#### Aangeleverd fragment:
Art. 8.Ter uitvoering van artikel 3 van het besluit van de Vlaamse Regering komen - met uitzondering van publiekrechtelijke entiteiten uit het gemeentelijk, stedelijk en provinciaal onderwijs - alleen privaatrechtelijke entiteiten (sectorfederatie, beroepsfederatie, interprofessionele organisatie erkend binnen de SERV of partner actief in het kader van het actieplan Ondernemend Onderwijs 2011-2014 of het Strategisch Plan STEM 2012-2020) en erkende Vlaamse onderwijsinstellingen uit het basisonderwijs, het secundair onderwijs, het hoger beroepsonderwijs, het hoger onderwijs, het volwassenenonderwijs en het deeltijds kunstonderwijs in aanmerking om deel te nemen aan deze oproep.
Overige publiekrechtelijke entiteiten dan deze vermeld in artikel 7, eerste lid, kunnen wel optreden als projectpartner maar kunnen zelf geen aanvraag indienen. Hetzelfde geldt voor publiekrechtelijke en privaatrechtelijke ondernemingen.
In het kader van deze oproep worden entiteiten beschouwd als publiek als ze worden beschouwd als een administratieve overheid, zoals vermeld in artikel 14 van de wetten op de Raad van State, gecoördineerd op 12 januari 1973. Daarbij worden volgende criteria en indicaties ter beoordeling gehanteerd : - het feit of de indiener opgericht of erkend is door de overheid; - het feit of de indiener de bevoegdheid heeft om op éénzijdige wijze voor derden bindende beslissingen uit te vaardigen; - het feit of de indiener belast is met een taak van algemeen belang of een taak van een openbare dienst; - het feit of de indiener onder de controle of het toezicht valt van de overheid.

#### Wat te doen:
a. Op welke datum zijn volgens de tekst over deelname aan de oproep de wetten op de Raad van State gecoördineerd?
b. Vul de tekst over deelname aan de oproep alsjeblieft aan met het volgende stuk, aansluitend op de laatste zin.
De gegevens hieronder zijn niet nodig.

#### Vermeldingen over het lokaliseren van benoemde zaken:
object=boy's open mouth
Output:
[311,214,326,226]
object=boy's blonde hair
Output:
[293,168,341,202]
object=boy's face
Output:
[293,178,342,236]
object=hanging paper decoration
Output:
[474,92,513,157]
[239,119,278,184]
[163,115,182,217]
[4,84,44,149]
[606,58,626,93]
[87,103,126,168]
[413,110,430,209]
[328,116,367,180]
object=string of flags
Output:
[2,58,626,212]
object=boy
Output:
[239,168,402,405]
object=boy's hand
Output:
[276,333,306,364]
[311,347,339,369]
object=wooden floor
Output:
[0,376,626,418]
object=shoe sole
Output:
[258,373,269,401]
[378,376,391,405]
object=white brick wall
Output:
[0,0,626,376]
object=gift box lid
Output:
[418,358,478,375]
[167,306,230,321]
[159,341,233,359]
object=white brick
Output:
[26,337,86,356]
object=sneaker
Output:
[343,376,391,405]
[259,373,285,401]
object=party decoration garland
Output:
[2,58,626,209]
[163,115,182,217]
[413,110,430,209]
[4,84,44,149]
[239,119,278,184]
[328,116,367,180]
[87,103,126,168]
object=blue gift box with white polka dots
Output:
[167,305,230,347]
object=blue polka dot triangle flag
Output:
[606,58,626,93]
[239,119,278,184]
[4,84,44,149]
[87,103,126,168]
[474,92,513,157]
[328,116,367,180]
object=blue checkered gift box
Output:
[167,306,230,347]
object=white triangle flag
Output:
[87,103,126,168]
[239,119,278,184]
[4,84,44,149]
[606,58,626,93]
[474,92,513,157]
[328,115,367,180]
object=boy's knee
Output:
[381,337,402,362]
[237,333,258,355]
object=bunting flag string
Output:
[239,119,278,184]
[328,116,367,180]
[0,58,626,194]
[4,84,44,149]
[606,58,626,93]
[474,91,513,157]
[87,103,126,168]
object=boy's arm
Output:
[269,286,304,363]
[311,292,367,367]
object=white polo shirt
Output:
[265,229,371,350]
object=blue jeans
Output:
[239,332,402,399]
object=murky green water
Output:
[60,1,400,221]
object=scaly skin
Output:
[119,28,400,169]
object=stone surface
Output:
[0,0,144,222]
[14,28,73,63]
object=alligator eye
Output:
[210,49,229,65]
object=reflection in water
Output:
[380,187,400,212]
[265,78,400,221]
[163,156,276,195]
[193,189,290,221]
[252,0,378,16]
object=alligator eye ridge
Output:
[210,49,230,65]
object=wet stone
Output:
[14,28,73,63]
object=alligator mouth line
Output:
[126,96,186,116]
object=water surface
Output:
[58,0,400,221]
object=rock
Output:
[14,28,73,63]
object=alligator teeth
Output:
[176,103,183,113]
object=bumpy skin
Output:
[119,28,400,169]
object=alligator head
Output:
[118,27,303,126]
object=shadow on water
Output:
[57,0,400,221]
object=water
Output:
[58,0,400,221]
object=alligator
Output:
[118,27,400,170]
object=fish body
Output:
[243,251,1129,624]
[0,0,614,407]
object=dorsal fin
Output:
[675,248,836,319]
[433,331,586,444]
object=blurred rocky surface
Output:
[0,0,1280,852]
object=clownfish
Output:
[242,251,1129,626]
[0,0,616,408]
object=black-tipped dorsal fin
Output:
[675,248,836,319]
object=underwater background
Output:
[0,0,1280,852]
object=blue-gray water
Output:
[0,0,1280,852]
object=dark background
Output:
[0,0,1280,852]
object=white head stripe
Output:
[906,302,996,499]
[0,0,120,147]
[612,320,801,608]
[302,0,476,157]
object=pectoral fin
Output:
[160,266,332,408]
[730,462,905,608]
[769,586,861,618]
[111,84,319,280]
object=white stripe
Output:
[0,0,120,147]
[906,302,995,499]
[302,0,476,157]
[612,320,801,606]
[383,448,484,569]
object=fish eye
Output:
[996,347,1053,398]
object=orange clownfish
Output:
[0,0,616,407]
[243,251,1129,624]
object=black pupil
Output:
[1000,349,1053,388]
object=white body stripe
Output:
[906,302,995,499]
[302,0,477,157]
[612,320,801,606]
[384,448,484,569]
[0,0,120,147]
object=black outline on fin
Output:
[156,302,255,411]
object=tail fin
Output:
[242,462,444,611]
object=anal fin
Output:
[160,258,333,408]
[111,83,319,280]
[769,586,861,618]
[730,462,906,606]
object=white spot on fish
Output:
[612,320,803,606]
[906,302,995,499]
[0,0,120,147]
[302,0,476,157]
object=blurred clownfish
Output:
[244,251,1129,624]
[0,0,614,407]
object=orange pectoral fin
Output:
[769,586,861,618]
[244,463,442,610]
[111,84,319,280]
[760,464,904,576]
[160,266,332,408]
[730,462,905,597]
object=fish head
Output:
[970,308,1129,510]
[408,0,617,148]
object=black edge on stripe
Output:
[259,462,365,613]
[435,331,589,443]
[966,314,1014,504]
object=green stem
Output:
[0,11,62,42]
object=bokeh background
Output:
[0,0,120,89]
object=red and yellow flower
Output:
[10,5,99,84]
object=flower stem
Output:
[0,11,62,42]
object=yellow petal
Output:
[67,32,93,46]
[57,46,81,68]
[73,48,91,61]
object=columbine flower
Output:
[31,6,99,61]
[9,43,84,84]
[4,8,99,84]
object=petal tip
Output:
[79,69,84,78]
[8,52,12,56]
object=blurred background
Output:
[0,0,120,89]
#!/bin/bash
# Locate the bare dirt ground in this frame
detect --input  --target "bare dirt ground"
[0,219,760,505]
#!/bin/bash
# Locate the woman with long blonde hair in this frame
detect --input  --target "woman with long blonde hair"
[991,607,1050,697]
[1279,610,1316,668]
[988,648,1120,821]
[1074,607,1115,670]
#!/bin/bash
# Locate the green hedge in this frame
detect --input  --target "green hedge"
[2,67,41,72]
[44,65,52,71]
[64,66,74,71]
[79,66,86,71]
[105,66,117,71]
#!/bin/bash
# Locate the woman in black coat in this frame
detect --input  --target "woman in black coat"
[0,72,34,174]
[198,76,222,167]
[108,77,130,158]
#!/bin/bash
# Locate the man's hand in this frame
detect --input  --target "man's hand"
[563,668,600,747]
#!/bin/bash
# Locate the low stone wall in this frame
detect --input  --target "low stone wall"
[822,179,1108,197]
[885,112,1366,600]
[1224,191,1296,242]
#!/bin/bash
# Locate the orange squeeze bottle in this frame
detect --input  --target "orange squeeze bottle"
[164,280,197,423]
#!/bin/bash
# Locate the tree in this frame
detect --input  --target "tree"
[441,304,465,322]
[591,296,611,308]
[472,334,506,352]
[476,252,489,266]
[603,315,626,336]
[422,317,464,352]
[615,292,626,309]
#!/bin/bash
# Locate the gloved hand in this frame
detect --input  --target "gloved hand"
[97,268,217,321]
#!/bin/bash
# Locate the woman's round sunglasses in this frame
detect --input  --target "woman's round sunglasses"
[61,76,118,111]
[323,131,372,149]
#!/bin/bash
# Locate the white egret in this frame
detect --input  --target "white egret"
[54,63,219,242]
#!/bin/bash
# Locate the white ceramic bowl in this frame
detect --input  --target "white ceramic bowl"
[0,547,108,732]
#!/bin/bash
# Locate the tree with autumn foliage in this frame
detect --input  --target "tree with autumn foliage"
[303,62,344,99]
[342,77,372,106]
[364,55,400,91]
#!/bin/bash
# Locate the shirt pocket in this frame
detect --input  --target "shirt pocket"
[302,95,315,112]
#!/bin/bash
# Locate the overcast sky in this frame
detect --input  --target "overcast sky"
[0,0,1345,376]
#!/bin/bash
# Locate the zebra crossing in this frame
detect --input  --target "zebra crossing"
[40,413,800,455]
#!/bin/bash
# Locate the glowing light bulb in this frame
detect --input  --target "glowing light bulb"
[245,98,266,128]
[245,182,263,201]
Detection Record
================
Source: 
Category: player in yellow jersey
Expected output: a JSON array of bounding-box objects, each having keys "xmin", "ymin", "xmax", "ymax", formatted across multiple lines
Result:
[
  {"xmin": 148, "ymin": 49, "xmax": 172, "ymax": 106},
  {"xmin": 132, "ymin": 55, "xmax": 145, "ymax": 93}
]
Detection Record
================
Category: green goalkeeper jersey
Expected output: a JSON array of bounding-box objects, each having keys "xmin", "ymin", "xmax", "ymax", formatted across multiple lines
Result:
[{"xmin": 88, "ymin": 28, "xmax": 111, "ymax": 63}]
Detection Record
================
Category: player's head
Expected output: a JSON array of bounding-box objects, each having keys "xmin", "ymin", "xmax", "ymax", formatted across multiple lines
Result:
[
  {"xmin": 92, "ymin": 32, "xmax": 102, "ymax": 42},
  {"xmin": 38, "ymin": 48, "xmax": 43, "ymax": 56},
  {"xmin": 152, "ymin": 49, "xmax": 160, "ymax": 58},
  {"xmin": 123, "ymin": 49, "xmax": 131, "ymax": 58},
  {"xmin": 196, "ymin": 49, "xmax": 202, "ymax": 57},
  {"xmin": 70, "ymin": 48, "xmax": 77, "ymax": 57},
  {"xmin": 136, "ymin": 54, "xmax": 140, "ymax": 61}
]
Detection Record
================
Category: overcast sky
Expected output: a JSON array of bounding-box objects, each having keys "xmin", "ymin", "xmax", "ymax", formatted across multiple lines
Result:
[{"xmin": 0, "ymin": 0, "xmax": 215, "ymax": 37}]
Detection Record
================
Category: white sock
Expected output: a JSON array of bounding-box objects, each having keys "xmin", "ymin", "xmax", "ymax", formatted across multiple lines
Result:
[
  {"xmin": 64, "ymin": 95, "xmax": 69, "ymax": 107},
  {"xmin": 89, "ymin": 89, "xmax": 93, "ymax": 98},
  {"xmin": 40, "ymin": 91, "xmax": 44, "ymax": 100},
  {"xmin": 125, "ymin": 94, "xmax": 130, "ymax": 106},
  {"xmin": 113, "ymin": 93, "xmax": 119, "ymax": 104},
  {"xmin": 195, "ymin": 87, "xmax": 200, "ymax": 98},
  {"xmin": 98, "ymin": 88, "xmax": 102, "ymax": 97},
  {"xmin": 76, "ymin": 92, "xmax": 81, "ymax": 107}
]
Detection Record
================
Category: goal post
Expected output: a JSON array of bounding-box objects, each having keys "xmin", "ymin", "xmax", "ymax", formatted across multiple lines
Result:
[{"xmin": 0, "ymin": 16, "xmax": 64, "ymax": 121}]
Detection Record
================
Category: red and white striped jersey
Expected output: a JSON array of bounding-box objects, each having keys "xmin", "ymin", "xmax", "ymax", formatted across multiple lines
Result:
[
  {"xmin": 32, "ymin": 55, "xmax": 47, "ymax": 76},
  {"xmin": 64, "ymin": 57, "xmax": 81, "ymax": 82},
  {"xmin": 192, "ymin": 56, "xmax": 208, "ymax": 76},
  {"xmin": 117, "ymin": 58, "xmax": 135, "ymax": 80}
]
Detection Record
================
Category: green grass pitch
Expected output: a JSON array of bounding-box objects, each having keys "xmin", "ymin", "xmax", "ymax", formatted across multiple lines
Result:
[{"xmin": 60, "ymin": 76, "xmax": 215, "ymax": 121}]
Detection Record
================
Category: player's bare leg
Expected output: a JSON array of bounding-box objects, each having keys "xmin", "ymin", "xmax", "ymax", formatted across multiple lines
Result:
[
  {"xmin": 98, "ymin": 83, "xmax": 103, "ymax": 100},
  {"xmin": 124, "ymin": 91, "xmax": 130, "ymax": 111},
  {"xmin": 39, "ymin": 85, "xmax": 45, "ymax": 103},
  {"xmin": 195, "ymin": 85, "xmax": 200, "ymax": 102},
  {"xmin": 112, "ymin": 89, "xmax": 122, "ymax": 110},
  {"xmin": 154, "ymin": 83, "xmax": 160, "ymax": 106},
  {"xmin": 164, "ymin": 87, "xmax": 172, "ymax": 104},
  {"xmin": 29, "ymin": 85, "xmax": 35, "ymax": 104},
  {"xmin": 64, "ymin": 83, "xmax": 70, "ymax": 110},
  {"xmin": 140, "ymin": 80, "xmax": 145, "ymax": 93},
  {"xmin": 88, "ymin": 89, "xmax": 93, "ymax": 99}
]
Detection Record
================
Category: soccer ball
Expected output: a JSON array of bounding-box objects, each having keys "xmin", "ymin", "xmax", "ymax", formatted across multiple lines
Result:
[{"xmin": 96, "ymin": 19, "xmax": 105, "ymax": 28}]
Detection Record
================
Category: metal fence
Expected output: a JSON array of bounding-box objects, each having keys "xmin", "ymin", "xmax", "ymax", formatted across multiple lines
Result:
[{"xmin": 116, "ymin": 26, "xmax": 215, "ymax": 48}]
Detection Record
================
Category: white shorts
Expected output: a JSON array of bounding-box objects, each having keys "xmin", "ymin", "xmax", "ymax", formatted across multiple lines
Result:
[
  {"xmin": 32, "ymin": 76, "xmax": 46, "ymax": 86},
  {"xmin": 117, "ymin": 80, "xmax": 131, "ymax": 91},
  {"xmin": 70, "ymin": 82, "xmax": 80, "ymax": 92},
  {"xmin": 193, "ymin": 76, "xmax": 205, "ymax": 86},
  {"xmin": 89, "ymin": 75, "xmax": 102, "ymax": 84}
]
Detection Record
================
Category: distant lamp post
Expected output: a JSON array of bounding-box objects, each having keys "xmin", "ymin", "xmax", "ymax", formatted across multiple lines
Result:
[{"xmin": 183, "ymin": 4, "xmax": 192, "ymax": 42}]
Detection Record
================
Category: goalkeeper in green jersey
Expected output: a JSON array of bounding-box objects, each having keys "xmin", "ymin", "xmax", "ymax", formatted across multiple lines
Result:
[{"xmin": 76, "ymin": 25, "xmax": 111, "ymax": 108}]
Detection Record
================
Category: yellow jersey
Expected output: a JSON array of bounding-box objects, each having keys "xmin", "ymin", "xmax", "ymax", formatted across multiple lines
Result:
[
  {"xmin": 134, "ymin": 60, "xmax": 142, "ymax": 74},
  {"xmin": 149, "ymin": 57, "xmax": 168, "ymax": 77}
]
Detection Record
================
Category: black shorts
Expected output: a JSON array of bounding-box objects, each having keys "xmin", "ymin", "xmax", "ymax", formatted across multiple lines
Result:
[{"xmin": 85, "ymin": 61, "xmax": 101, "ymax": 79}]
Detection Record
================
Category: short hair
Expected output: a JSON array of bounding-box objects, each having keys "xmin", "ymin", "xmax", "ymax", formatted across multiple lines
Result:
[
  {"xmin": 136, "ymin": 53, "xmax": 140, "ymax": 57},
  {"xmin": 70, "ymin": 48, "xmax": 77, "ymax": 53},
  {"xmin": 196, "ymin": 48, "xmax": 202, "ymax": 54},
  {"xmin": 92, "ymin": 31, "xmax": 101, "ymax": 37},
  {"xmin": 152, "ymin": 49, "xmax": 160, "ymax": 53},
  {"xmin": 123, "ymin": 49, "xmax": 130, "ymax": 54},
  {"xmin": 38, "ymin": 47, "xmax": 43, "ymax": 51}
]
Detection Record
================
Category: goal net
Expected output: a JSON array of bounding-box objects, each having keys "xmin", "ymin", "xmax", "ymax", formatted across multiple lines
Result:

#### Resultaten opdrachten:
a. Op 12 januari 1973.

b.
De indiener moet beschikken over rechtspersoonlijkheid en een inschrijvingsnummer hebben in de Kruispuntbank van Ondernemingen (KBO).
Art. 9.Ter uitvoering van artikel 4 van het besluit van de Vlaamse Regering komen enkel samenwerkingsverbanden in aanmerking voor steun.
Overige publiekrechtelijke entiteiten dan deze vermeld in artikel 8, eerste lid, komen als projectpartner in een samenwerkingsverband niet in aanmerking voor steun. Hetzelfde geldt voor publiekrechtelijke en privaatrechtelijke ondernemingen.
Art. 10.De publiekrechtelijke entiteiten uit het gemeentelijk, stedelijk en provinciaal onderwijs, de privaatrechtelijke entiteiten (sectorfederatie, beroepsfederatie, interprofessionele organisatie erkend binnen de SERV of partner actief in het kader van het actieplan Ondernemend Onderwijs 2011-2014 of het Strategisch Plan STEM 2012-2020) of de erkende Vlaamse onderwijsinstellingen uit het basisonderwijs, het secundair onderwijs, het hoger beroepsonderwijs, het hoger onderwijs, het volwassenenonderwijs en het deeltijds kunstonderwijs, die wensen deel te nemen aan deze oproep, dienen een aanvraag in voor één van de twee thema's vermeld in artikel 4.
Art. 11.Ter uitvoering van de artikelen 11, 6°, en 11, 7°, van het besluit van de Vlaamse Regering moeten de subsidieaanvragen ingediend worden op het specifiek daarvoor ontworpen aanvraagformulier (inclusief de vereiste bijlagen AV1 'Projectbegroting', AV2 'Samenwerkingsovereenkomst en AV3 'Kwaliteitscharter'), dat als bijlage 3 gevoegd is bij dit besluit en er integraal deel van uitmaakt. Zowel de elektronische als papieren versie van deze documenten moeten uiterlijk op 15 april 2013 om 12 uur in het bezit zijn van het Agentschap Ondernemen. Bij het indienen van de subsidieaanvraag moet er rekening gehouden worden met de bepalingen van de handleiding.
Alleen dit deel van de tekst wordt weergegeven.